» Work required: Report the number of lines in the data where the word "leaf" appears, and add no other text.

:: Supplied data ::

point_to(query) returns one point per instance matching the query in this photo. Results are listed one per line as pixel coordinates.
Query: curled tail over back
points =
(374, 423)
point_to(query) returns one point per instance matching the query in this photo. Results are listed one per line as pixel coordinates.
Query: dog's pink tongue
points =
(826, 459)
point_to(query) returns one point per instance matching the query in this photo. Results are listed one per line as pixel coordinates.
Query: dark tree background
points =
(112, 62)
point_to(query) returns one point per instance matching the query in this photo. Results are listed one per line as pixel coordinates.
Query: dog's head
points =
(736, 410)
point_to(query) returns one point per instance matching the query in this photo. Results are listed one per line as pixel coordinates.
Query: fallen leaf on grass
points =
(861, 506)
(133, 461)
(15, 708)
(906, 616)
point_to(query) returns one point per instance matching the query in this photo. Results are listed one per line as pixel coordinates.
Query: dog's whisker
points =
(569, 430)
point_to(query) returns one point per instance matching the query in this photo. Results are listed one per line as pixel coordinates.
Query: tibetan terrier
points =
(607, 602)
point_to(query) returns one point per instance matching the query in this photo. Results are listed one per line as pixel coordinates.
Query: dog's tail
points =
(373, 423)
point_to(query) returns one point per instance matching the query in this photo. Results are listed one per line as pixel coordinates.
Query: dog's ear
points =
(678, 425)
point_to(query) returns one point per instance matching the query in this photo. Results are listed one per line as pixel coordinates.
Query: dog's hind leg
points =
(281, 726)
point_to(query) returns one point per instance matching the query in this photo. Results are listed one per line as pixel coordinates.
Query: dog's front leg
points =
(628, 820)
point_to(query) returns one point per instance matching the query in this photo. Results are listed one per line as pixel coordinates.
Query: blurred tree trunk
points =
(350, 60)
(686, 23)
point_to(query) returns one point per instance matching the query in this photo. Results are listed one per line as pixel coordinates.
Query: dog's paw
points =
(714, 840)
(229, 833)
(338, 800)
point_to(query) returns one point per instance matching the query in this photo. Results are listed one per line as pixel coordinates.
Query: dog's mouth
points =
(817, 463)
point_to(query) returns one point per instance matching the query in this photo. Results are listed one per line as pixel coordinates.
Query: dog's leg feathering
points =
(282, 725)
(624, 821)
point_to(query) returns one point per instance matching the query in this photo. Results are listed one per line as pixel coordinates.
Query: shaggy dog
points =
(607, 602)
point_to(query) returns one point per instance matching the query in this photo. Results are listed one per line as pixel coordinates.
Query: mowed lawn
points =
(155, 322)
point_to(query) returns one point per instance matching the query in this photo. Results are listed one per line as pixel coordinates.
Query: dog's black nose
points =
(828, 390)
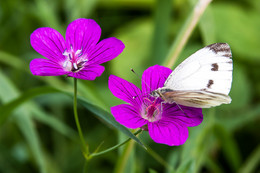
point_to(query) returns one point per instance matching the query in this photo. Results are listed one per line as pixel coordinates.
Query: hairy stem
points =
(83, 143)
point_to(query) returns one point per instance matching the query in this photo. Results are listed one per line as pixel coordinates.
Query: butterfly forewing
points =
(198, 99)
(203, 79)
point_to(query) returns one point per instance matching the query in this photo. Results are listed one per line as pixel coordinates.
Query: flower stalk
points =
(83, 143)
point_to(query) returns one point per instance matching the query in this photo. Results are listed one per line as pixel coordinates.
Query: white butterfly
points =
(202, 80)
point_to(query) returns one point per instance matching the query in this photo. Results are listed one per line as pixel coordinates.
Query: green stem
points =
(185, 32)
(162, 21)
(158, 158)
(83, 143)
(114, 147)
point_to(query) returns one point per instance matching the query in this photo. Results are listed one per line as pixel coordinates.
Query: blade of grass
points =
(7, 109)
(163, 9)
(23, 121)
(185, 32)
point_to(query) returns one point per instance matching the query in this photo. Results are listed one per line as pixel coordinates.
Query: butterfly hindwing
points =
(202, 80)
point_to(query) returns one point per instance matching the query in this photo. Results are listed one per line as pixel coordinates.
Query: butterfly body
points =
(203, 80)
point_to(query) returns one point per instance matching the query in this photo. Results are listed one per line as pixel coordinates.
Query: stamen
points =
(65, 64)
(75, 66)
(78, 52)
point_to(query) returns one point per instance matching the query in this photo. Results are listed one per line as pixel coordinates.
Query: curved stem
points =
(114, 147)
(83, 143)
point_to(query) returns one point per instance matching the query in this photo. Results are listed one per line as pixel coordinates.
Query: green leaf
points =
(230, 148)
(7, 109)
(207, 27)
(240, 28)
(137, 37)
(106, 116)
(24, 122)
(252, 162)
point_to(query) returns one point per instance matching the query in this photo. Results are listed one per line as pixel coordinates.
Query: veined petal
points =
(90, 72)
(125, 90)
(106, 50)
(128, 116)
(45, 67)
(186, 115)
(168, 132)
(154, 77)
(49, 43)
(82, 34)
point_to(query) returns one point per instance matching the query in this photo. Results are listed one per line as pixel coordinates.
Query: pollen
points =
(75, 60)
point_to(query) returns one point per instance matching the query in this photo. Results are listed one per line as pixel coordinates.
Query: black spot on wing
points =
(211, 82)
(214, 67)
(221, 47)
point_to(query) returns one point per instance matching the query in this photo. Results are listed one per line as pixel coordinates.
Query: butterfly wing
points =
(205, 76)
(198, 99)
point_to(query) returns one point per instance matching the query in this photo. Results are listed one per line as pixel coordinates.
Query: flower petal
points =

:::

» Exercise result: 2